• [Work required]:
An accurate, complete copy of the records below is required.

• [Natural-language object grounding data]:
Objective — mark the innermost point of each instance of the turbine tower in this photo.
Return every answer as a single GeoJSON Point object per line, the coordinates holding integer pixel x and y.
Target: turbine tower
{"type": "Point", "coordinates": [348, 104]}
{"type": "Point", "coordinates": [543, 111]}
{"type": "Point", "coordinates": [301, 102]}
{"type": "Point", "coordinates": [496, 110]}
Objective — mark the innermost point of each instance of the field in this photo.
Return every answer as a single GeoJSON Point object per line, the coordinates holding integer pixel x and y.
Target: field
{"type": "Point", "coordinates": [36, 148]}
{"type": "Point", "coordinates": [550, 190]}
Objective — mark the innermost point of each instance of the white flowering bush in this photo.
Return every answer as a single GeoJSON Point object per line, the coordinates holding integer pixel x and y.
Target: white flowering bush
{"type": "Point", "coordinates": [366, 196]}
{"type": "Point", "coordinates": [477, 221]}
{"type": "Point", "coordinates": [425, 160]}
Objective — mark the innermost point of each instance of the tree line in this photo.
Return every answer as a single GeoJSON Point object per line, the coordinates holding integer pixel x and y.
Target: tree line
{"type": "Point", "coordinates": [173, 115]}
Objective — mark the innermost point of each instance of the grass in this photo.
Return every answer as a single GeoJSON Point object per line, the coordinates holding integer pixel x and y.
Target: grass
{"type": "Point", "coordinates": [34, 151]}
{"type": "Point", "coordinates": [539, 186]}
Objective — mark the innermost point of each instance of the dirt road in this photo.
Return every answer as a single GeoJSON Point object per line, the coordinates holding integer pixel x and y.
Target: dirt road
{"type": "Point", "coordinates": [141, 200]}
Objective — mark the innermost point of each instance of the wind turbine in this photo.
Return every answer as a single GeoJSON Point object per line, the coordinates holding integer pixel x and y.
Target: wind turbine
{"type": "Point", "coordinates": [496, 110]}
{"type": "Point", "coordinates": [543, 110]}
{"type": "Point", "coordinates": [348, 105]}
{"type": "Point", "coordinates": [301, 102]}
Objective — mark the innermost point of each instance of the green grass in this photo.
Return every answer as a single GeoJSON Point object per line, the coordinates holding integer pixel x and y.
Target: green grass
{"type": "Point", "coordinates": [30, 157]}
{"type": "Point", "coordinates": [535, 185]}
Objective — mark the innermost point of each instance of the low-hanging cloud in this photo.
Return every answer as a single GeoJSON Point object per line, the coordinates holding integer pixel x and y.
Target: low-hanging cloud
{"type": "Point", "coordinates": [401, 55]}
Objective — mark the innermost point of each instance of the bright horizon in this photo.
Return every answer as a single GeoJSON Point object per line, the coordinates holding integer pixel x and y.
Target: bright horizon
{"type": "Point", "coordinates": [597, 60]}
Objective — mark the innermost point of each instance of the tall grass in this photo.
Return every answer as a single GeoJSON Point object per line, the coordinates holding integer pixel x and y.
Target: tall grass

• [Output]:
Objective — mark the innermost point of each instance of the turbine tower in this photo.
Return every answer as a single GeoJSON Point object per line, the coordinates holding integer pixel x and y.
Target: turbine tower
{"type": "Point", "coordinates": [348, 104]}
{"type": "Point", "coordinates": [543, 111]}
{"type": "Point", "coordinates": [301, 102]}
{"type": "Point", "coordinates": [496, 110]}
Objective — mark the innermost point of each instance of the field in this photo.
Return every answer as a single GeoJSON Point object per line, the coordinates holding integer pixel x and y.
Target: field
{"type": "Point", "coordinates": [36, 148]}
{"type": "Point", "coordinates": [550, 190]}
Objective — mark the innermost point of each instance of the white flowering bush in this photo.
Return every answer as a single GeoJSON Point object per line, the coordinates holding integer pixel x and y.
Target: white flowering bush
{"type": "Point", "coordinates": [366, 196]}
{"type": "Point", "coordinates": [477, 221]}
{"type": "Point", "coordinates": [425, 160]}
Objective — mark the innermost point of each instance of the tree line in this photo.
Return every answer as a single GeoJSON Point object per line, the coordinates holding integer pixel x and y.
Target: tree line
{"type": "Point", "coordinates": [173, 115]}
Objective — mark the innermost point of each instance of the grass in this photo.
Return every answer as a single GeoJSON Point object per line, the coordinates holding integer pixel x and y.
Target: grass
{"type": "Point", "coordinates": [34, 151]}
{"type": "Point", "coordinates": [539, 186]}
Objective — mark the innermost point of each instance of the dirt road in this photo.
Return every answer as a single GeoJSON Point object per line, the coordinates holding integer pixel x and y.
Target: dirt road
{"type": "Point", "coordinates": [141, 200]}
Objective — mark the innermost point of each instance of the wind turbine in this photo.
Return every answer as a single GeoJSON Point object per line, the coordinates holding integer pixel x and y.
Target: wind turbine
{"type": "Point", "coordinates": [496, 110]}
{"type": "Point", "coordinates": [543, 110]}
{"type": "Point", "coordinates": [348, 105]}
{"type": "Point", "coordinates": [301, 102]}
Objective — mark the innermost point of each instance of the green grass in this photo.
Return every answer as a single GeoJSON Point object per line, the coordinates holding integer pixel x and y.
Target: green grass
{"type": "Point", "coordinates": [30, 157]}
{"type": "Point", "coordinates": [535, 185]}
Objective — mark the innermost point of each instance of the low-hanging cloud in this photo.
Return every answer as a single GeoJSON Point object per line, the coordinates holding integer pixel x and y.
Target: low-hanging cloud
{"type": "Point", "coordinates": [401, 55]}
Objective — mark the innermost point of each instance of the bright horizon in this photo.
Return every answer as a single GeoJSON Point object per line, the coordinates holding integer pixel x and y.
Target: bright horizon
{"type": "Point", "coordinates": [597, 60]}
Objective — mark the innermost point of each instance of the tall grass in this photo.
Return every answer as a single GeoJSON Point object per line, the coordinates holding integer pixel x and y.
Target: tall grass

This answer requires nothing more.